┏━━

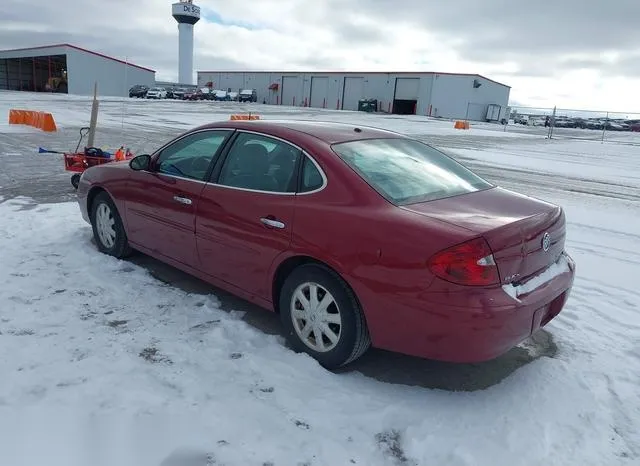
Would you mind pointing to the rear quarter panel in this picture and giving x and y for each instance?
(378, 248)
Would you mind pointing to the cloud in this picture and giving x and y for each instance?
(549, 51)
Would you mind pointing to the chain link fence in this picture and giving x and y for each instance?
(560, 123)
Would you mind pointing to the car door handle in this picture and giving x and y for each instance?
(271, 222)
(182, 200)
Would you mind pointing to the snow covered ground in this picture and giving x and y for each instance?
(103, 364)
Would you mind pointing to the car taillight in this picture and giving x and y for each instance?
(469, 263)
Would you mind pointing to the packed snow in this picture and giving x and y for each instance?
(103, 364)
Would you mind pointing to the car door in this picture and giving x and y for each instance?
(162, 201)
(245, 218)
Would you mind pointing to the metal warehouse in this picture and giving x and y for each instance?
(445, 95)
(69, 69)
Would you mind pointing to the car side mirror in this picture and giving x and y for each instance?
(140, 162)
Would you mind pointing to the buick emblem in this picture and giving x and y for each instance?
(546, 242)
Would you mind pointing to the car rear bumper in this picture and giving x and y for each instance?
(489, 324)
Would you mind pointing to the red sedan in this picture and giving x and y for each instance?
(355, 236)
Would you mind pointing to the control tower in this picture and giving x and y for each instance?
(186, 13)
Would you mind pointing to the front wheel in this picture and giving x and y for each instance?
(322, 317)
(75, 180)
(108, 229)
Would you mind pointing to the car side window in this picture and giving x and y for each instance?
(191, 156)
(311, 176)
(261, 163)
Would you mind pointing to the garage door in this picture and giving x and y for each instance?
(319, 91)
(353, 92)
(407, 88)
(290, 90)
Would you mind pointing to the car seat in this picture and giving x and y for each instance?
(253, 172)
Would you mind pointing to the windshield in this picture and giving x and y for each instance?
(406, 171)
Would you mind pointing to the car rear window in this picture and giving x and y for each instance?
(406, 171)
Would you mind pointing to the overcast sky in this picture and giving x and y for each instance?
(582, 54)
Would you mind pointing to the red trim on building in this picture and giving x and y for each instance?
(81, 50)
(361, 72)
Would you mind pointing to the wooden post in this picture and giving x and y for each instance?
(94, 116)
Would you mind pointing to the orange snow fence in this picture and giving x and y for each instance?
(40, 120)
(245, 117)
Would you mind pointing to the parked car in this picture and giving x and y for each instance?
(157, 93)
(247, 95)
(179, 92)
(355, 236)
(206, 93)
(138, 90)
(192, 94)
(521, 119)
(221, 96)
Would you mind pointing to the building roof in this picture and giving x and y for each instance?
(291, 72)
(75, 47)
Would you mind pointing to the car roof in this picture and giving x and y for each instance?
(327, 131)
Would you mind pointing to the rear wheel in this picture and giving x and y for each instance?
(322, 317)
(108, 229)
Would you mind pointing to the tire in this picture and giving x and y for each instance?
(115, 244)
(75, 180)
(351, 333)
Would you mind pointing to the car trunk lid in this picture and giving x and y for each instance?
(525, 234)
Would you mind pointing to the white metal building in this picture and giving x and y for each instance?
(445, 95)
(68, 68)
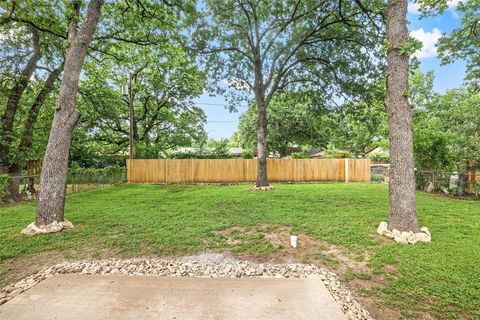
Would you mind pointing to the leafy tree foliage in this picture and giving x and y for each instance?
(262, 47)
(293, 119)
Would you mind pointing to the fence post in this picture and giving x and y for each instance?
(347, 171)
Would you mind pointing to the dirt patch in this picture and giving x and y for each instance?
(353, 269)
(13, 270)
(308, 249)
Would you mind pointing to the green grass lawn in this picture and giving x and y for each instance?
(441, 278)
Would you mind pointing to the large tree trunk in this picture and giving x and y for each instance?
(8, 117)
(15, 167)
(402, 212)
(262, 180)
(55, 164)
(26, 140)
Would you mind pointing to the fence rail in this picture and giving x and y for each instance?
(245, 170)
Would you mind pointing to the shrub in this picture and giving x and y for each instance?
(247, 154)
(380, 157)
(107, 175)
(377, 178)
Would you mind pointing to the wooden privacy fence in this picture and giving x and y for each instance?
(245, 170)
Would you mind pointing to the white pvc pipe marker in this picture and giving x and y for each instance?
(293, 241)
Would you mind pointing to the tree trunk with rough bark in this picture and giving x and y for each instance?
(8, 117)
(15, 167)
(402, 209)
(262, 179)
(53, 181)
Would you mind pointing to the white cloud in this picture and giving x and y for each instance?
(452, 4)
(413, 8)
(429, 41)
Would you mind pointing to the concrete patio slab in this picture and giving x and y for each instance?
(75, 297)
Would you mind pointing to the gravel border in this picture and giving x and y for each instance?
(206, 265)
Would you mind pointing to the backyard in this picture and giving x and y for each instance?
(336, 224)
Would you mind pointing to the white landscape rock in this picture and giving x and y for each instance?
(55, 226)
(209, 265)
(405, 237)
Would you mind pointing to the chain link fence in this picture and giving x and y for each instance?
(13, 189)
(451, 183)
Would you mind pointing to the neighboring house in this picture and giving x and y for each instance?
(236, 151)
(377, 150)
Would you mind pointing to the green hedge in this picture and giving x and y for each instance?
(107, 175)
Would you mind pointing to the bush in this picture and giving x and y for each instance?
(377, 178)
(3, 185)
(107, 175)
(203, 154)
(301, 155)
(381, 157)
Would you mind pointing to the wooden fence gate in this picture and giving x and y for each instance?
(245, 170)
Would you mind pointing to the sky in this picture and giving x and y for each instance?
(222, 124)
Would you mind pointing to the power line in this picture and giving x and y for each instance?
(217, 104)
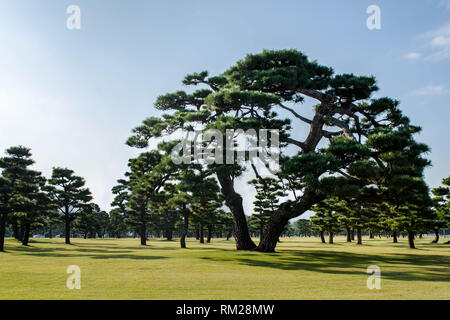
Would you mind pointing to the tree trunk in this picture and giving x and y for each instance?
(358, 235)
(285, 212)
(26, 234)
(67, 231)
(234, 202)
(436, 238)
(261, 231)
(411, 239)
(202, 237)
(3, 218)
(143, 234)
(184, 232)
(209, 234)
(16, 231)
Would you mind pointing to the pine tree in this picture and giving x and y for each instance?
(15, 184)
(441, 207)
(69, 195)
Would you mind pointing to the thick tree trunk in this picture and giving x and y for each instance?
(349, 235)
(322, 238)
(209, 234)
(202, 237)
(411, 239)
(67, 231)
(234, 202)
(3, 218)
(184, 232)
(358, 235)
(436, 238)
(26, 234)
(285, 212)
(143, 234)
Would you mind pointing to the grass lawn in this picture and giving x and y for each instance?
(301, 269)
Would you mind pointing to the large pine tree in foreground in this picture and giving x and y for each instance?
(16, 182)
(265, 91)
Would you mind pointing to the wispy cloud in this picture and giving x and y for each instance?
(436, 45)
(445, 3)
(413, 56)
(432, 90)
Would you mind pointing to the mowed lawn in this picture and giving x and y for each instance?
(301, 269)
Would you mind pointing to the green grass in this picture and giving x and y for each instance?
(301, 269)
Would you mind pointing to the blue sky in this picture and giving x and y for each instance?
(74, 95)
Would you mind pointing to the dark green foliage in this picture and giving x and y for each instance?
(69, 195)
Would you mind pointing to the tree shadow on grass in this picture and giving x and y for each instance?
(410, 267)
(84, 253)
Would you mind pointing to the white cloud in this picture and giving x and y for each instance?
(436, 45)
(413, 56)
(445, 3)
(432, 90)
(438, 42)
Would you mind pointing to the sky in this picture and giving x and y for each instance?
(73, 96)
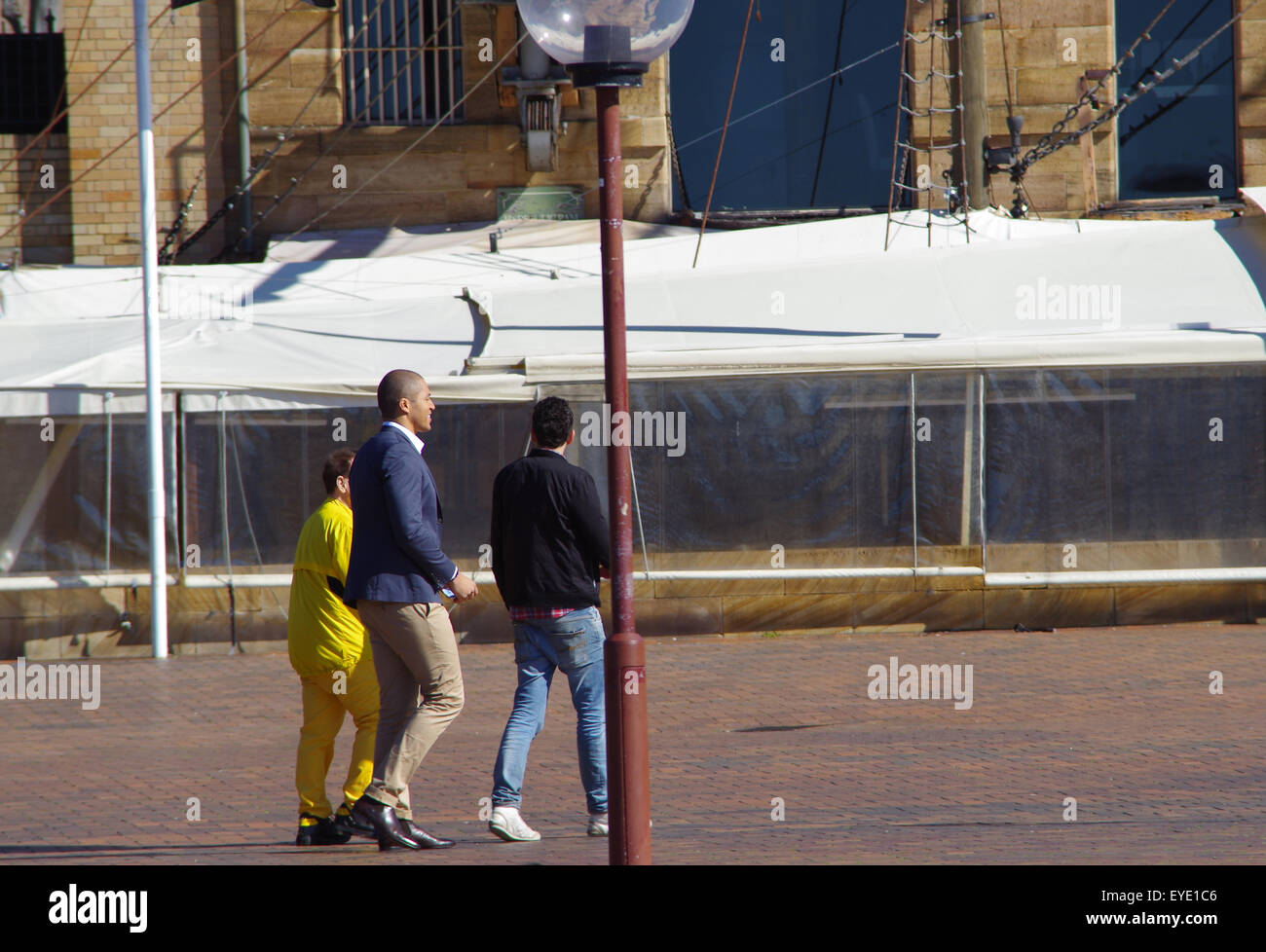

┗━━

_THE EXERCISE_
Locate every line in the material above that contains the word "rear", and copy each such line in full.

_TASK RESULT_
Would you mind pointing to the rear quarter panel in this picture and giving x and y for each instance?
Would you mind pointing to the car rear bumper in this picture and giving x and y for each instance?
Would you mind pointing to the car rear window in this picture and giving x and y for each instance?
Would you mind pointing to the rear wheel in this picture and giving x and y for each instance?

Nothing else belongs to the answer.